→ Try it
Leaving out the images, please reproduce each line below exactly.

→ Records for processing
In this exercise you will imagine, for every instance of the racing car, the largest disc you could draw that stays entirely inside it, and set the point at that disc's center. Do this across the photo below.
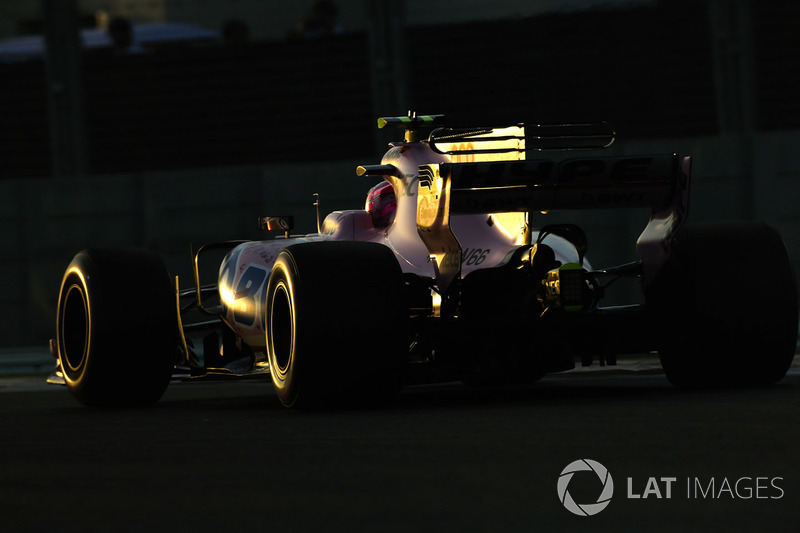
(450, 272)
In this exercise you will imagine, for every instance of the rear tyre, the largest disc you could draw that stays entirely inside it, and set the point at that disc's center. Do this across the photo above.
(116, 328)
(725, 307)
(336, 324)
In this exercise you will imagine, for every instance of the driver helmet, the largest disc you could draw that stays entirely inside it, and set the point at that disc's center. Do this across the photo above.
(381, 204)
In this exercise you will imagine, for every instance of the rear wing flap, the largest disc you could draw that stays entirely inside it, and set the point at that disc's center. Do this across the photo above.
(543, 185)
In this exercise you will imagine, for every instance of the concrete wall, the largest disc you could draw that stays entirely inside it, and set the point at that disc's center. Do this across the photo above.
(43, 222)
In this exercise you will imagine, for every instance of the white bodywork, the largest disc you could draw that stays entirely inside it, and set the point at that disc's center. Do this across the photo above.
(486, 240)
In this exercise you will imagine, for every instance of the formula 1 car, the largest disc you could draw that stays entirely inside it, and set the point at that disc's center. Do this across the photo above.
(442, 276)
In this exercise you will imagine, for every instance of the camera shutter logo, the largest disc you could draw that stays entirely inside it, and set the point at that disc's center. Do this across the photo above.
(585, 509)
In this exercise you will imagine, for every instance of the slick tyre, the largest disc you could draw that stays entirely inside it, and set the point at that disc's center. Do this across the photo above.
(335, 324)
(116, 328)
(725, 307)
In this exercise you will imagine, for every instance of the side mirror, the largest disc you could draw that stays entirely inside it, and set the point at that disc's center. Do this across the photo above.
(279, 223)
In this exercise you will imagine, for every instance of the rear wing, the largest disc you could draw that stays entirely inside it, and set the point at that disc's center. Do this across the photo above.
(543, 185)
(521, 138)
(660, 182)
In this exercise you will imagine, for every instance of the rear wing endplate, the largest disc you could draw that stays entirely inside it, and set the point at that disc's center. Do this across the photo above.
(660, 182)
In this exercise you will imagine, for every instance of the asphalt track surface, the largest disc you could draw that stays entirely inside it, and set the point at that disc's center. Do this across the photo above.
(224, 456)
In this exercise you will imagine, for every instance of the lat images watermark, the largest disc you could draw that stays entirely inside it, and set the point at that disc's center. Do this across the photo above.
(585, 509)
(664, 488)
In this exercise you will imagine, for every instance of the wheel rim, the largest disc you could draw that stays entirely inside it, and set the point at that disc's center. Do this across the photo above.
(75, 329)
(282, 328)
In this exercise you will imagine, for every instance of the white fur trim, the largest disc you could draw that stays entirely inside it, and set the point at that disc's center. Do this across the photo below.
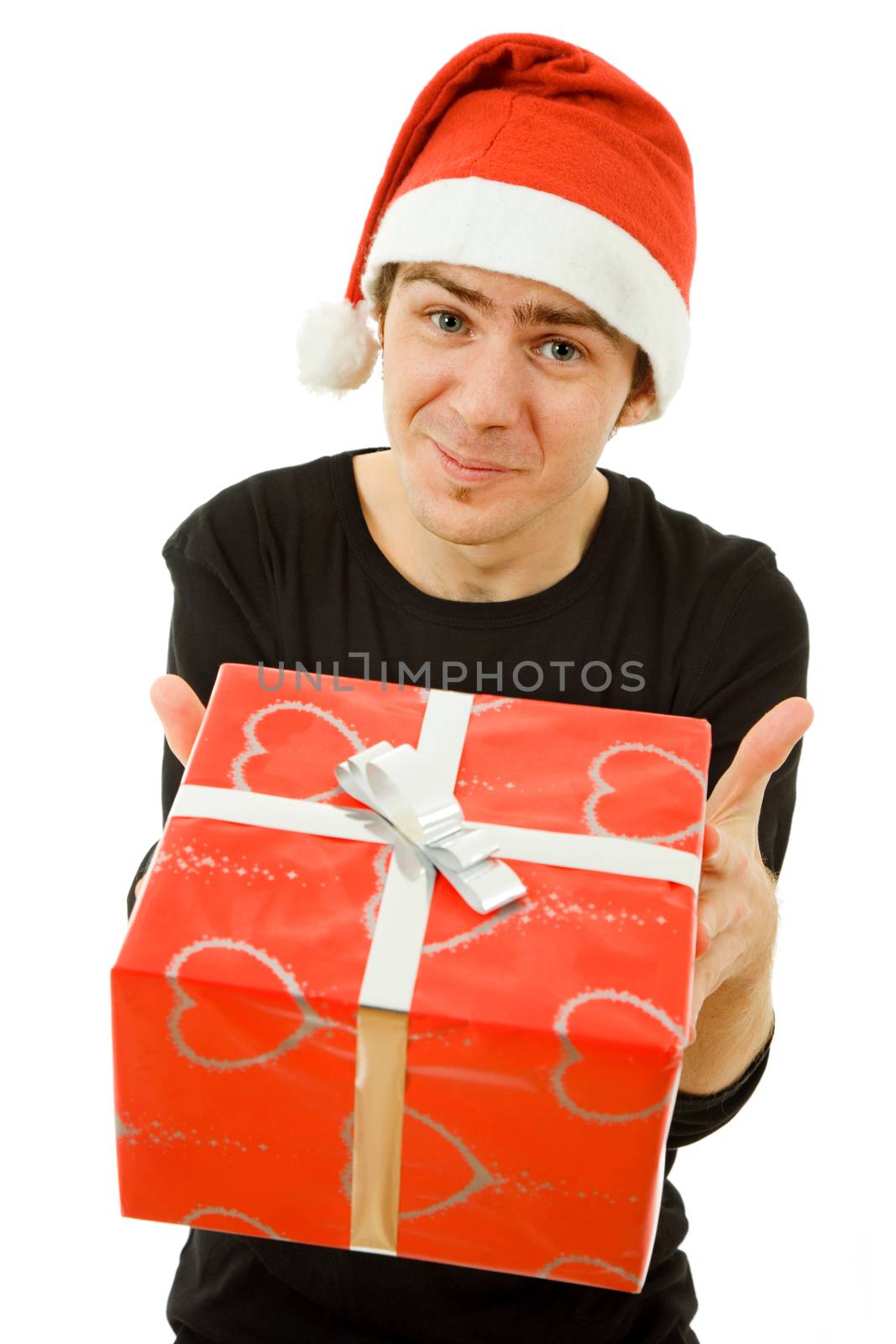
(336, 347)
(523, 232)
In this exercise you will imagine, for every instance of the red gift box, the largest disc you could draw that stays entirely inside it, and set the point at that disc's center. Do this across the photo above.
(539, 1052)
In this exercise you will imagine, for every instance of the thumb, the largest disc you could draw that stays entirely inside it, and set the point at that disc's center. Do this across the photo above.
(181, 711)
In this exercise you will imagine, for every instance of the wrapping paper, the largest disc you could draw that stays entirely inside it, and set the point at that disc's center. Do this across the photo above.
(543, 1042)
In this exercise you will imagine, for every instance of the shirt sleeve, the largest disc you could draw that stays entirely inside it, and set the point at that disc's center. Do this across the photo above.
(212, 622)
(758, 658)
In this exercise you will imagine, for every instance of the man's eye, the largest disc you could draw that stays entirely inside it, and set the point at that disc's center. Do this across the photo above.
(563, 344)
(452, 318)
(574, 353)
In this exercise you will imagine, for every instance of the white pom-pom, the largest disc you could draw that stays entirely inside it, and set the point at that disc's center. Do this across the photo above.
(336, 347)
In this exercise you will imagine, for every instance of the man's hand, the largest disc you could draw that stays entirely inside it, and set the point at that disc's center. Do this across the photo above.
(736, 906)
(181, 712)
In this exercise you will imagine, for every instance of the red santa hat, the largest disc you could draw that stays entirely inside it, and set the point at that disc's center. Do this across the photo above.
(531, 156)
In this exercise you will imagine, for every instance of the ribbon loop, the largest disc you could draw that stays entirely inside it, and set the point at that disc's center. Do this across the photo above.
(396, 784)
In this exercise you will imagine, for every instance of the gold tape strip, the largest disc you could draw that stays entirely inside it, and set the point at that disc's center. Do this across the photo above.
(380, 1065)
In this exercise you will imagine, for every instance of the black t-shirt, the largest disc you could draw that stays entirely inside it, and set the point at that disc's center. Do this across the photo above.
(664, 615)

→ Answer
In this exercise you will imagine, for every instance of the racing car, the largest disc you could draw that stays entirely inside it, and set the point at that disc's center. Do this across the photo below.
(450, 272)
In this exercise you will imagine, for every instance of the rear tyre, the largest disc you could draw that stays entirely inside it, and set the point at that disc's center. Do this across the photo above.
(116, 328)
(725, 307)
(336, 324)
In this exercise you will imagine, for every instance of the driver helmet, the largest disc you could draw that stays entirely inside it, and set the point at that disc's center. Do this across the photo above.
(381, 204)
In this exercise you will imagine, for every instance of the rear wing flap, the largest disc you could draw that stays entirely inside it, and set the point at that disc's center. Do this across the photo above.
(543, 185)
In this exercise you will imagine, for every instance of the concrete wall, the largest disc you could draw that stays entirely inside it, and set the point at that disc's center. Do this across the photo above.
(43, 222)
In this exercise you will imagine, for every instance of the white bodywork, the largest disc you could draw that stays entirely inside it, and set the point at that disc's center. Do this across the photo above.
(486, 240)
In this exercise you will imagine, for every instance of the formula 1 car, the largest disc you could draw that stays entirely inside it, and set the point at that disc's center. Do this across the photo above.
(442, 276)
In this exercise you will imagine, for every instance of the camera shutter logo, the largest disc you could draw that stays entirely inside it, and set the point at that disc's center. Do this across the photo above.
(585, 509)
In this exercise you will imagine, for every instance of the slick tyre, the largest disc you could draw that stays entirely inside it, and set the point at that disc's center. Do this across the photo above.
(335, 324)
(116, 328)
(725, 307)
In this exercise you will imagine, for every instance of the side mirror, the largest disc you could draw that stays entirely inside it, and set the point at that disc's center. Do this across the photo above.
(279, 223)
In this exercise you will imagine, for every instance of the rear wing, the largest disc you could draw that stays entirely inside it, and set the point at that disc's center. Do this across the photo above.
(543, 185)
(521, 138)
(660, 182)
In this exercise you will imagine, for every instance of the rear wing endplate, the largest disc you could draw that stays entirely inside it, and set the point at that disc's center. Do this across the photo above.
(660, 182)
In this exercise you will imagine, for every instance of the asphalt track surface, the largest disc you could draw that stays entirely inside it, and set the point at that disc's center. Do this across the photo above.
(224, 456)
In this exercise you will imagine, for every instance of the lat images watermark, the largest disc you could draw that stays entirely inside it, and set the point at that disc's center. Do this across the photo above.
(585, 509)
(664, 488)
In this exercise you will imagine, for every instance of the wheel rim, the largest disc you could draw that stays entirely inside it, and set the point at that disc's center. Do this across the photo above.
(75, 329)
(282, 328)
In this exercise you will imagine, for every instance of the white fur trim, the largest disc you could draw that stays entirely inside it, and set the point at that disc's center. Do this across the photo below.
(336, 347)
(523, 232)
In this exercise you will imagine, for every instance of the red gift box, the largest disc you could draw that stays entirely inside it, and set the point at that disc's center. Do this across the photo above.
(539, 1052)
In this exercise you will imagine, for every instance of the thumb, the largest disc you could draw that stays entirely inside it, and set the point at that disc's center. Do this across the photo above.
(181, 711)
In this exercise you will imagine, for every instance of the wrapping paper, the largest disc you could draw that stays entirely inside it, and set the point at that disc's center. Do this across the photo above.
(543, 1042)
In this exercise you will imagine, for every instance of the shirt sleeve, the largest disc you could draw that stays entirely inside it, and set the point at that disc's center. Do this across the photo above.
(212, 622)
(758, 658)
In this exercise you will imagine, for every instance of the man's eye, the largest disc you could draw that stays entirely inside it, and set the point at that disc's center. Do this across the photo above.
(563, 344)
(452, 318)
(574, 353)
In this exercise you will imagine, for every instance of the white pom-pom, the largest disc you could draw that stays entirely inside it, and set the point at that disc's center. Do this across the photo above.
(336, 347)
In this exercise you will imagine, for every instance of the man's hand, the largest disc you could draw that stays entirely inside it, and set the point at that disc's center. Do this across the photo above.
(736, 906)
(181, 712)
In this exercise you will imagine, for every instance of the red santa hat, the largest disc you could draw that stays entirely inside it, and set the point at that disc's center. Do this across the photo above.
(531, 156)
In this exercise you will imagine, for every instance of the ribbon loop, the largest disc you could draw that stays entirely inside it, and set the point at that disc's center. Do this across the photo above.
(396, 784)
In this exercise you will imagine, for every instance of the gold tape strip, the largest disc you could draw that stays entirely inside it, and set the point at that disc's center. Do this across the photo above.
(380, 1065)
In this exercise you will imagine, for every instance of the black t-shirt, the largest disc you could draw that stays entirely inside it, and set the point at that disc's center. Do this across the photo above.
(664, 615)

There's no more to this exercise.